Lista de tareas -
a) Responde a estas preguntas sobre el texto del vídeo Pequeño fragmento de tarde de otoño:
(i) ¿En qué año se realizó ese trabajo en vídeo?
(ii) ¿Qué puesto ocupó Jimmy Fox en la agencia Magnum?
(iii) ¿En qué clase de asiento sienta Moïse a Jimmy Fox?
b) Explica, según el texto del vídeo Pequeño fragmento de tarde de otoño, para qué coloca Moïse un espejo mientras prepara el retrato.

Texto para leer -
_____

Recuerdo ahora uno de sus trabajos en vídeo que más me conmueven: Pequeño fragmento de tarde de otoño (2006), donde filma su encuentro con Jimmy Fox, el que fuera editor gráfico de la agencia Magnum. Lo sienta en un butacón de cuero desgastado que sigue ahí. Jimmy Fox habla, pregunta, se inquieta. Cómo estás grabando, quiere saber. Con la cámara del ordenador, explica. Moïse responde de forma escueta pero con amabilidad, concentrado en emplazar la cámara de placas. Calcula a ojo la luminosidad. Coloca un espejo a modo de paraguas para compensar luces. Jimmy Fox pregunta dónde tiene que mirar. Parece incómodo. Todo está listo. Moïse da la espalda al modelo, se arrodilla, y de repente nos mira fijamente a los ojos, a nosotros, a los espectadores, y luego inclina la cabeza en señal de recogimiento al tiempo que abre el obturador. Parece estar rezando por unos segundos. Se hace muy largo el tiempo cuando se ha de posar ante una cámara rudimentaria como esa. Nuestro tiempo se estira y el tiempo nos traspasa. Y al final dos retratos de Jimmy Fox densos. De una materia visual espesa.

_____

Conjunto de entradas -
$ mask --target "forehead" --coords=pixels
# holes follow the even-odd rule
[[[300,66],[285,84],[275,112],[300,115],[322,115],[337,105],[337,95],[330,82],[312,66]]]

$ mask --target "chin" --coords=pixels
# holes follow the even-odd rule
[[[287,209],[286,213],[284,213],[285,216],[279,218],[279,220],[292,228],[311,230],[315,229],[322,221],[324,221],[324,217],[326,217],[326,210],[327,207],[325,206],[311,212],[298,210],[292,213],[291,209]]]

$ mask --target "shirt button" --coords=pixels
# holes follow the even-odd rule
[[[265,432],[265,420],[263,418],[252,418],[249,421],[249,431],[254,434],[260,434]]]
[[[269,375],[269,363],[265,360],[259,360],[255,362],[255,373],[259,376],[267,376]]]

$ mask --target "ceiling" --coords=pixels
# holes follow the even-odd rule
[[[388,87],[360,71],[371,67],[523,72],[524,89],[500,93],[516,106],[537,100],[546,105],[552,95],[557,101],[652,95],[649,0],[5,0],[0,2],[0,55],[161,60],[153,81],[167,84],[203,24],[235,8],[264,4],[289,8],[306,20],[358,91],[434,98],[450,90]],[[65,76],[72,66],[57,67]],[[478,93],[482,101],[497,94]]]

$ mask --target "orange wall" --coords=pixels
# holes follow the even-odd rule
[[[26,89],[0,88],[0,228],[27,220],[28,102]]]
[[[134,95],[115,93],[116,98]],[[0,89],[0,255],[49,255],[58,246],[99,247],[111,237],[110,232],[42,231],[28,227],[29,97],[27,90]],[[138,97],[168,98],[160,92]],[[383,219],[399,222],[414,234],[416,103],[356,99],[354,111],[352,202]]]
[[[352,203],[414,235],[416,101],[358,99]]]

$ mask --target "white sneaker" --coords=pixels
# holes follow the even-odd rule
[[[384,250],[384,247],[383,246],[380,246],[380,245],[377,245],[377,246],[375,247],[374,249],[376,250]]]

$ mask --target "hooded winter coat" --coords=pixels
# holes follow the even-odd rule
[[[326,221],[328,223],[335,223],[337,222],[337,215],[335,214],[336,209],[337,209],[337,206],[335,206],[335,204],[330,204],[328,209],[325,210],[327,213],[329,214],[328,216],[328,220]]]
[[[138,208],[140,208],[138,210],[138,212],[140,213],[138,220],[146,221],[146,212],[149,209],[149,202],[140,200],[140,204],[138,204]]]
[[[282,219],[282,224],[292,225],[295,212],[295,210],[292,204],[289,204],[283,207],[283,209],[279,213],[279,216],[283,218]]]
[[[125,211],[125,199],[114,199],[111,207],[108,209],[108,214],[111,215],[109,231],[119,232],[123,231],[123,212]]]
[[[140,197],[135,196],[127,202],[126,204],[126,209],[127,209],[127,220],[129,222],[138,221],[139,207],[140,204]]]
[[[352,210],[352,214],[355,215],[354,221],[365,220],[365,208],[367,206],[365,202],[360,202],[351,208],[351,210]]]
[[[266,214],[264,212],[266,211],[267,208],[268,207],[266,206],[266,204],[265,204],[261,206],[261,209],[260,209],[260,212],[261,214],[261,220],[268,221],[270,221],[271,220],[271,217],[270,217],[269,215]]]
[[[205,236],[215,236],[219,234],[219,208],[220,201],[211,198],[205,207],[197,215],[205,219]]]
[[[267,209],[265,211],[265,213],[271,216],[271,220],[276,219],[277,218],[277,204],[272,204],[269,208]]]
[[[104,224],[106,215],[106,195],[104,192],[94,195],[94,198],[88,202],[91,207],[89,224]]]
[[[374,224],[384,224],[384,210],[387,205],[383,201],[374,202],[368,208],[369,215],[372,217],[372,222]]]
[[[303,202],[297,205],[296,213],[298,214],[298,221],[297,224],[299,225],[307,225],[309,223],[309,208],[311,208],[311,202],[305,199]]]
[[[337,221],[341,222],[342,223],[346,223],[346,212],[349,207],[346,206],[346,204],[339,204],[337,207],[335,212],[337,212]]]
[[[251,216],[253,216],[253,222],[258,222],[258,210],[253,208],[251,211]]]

_____

Resultados de tareas -
a)
(i) En 2006.
(ii) Fue editor gráfico de la agencia Magnum.
(iii) En un butacón de cuero desgastado.

b) Moïse coloca el espejo a modo de paraguas para compensar luces. Lo hace mientras prepara la cámara de placas, tras calcular a ojo la luminosidad.